CHALLENGES:
a) Using the passage on Japan and the Alt-Right, decide whether each statement agrees with it. Answer yes or no and quote the words that settle it.
(i) Japan accepts refugees at a high rate.
(ii) Alt-right groups regard Japan as an ideological ally.
(iii) Japan is described as both highly modernized and very traditional.
b) Answer these questions from the passage on Japan and the Alt-Right.
(i) What year is given with the Fujiwara citation?
(ii) What do right wing advocates want to adopt in their countries?
(iii) Which two things does the final paragraph say Japan lacks?
c) Carry on the passage on Japan and the Alt-Right after its final sentence.

Japan as the Alt-Right's Model

Due to its pride in being Japanese and its efforts to preserve its society and culture untouched, Japan has become a blueprint for the utopian, perfect society in the eyes of the Alt-Right. Japanese policymaking continues to be a model for right wing advocates who want to adopt similar laws in their countries. "By looking at the low rate of accepted refugees and the lack of extensive crime rates, alt-right groups continue to support Japan and see the nation as an ideological ally." (Fujiwara, 2017).

Japan's contrast between being both a highly modernized society and a very traditional homogeneous civilization remains the Alt-Right's core argument for unity as playing a huge role in achieving a prosperous country that protects its own culture. As long as Japan will have lack of diversity and of multiculturalism, the Alt-Right will view the nation's success as an effect of that.

GIVEN INFORMATION:
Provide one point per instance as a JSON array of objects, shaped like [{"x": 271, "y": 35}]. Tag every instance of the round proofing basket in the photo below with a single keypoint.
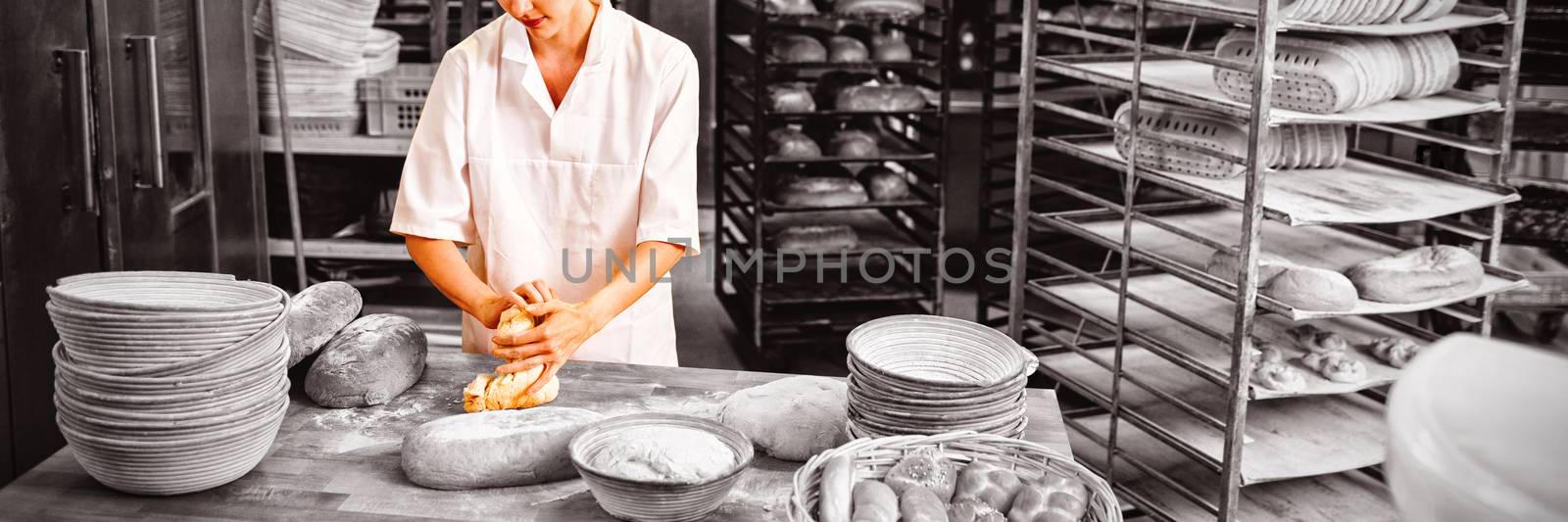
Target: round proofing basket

FINAL ANSWERS:
a)
(i) No: "the low rate of accepted refugees"
(ii) Yes: "see the nation as an ideological ally"
(iii) Yes: "both a highly modernized society and a very traditional homogeneous civilization"

b)
(i) 2017
(ii) Laws similar to Japan's
(iii) Diversity and multiculturalism

c)
References

Adolf, H. (13th February, 1945) - The Testament of Adolf Hitler 

Alt, M.(2018). Donald and Shinzo’s Excellent Adventure. [online] The New Yorker.  [Accessed 5 Apr. 2018].

Fujioka, T. (2018). Crime in Japan Falls to Lowest Level in More Than 70 Years. [online]  [Accessed 5 Apr. 2018]

Fujiwara, M. (2018). 3 Ways Japan is Naturally Alt Right [online]  [Accessed 5 Apr. 2018].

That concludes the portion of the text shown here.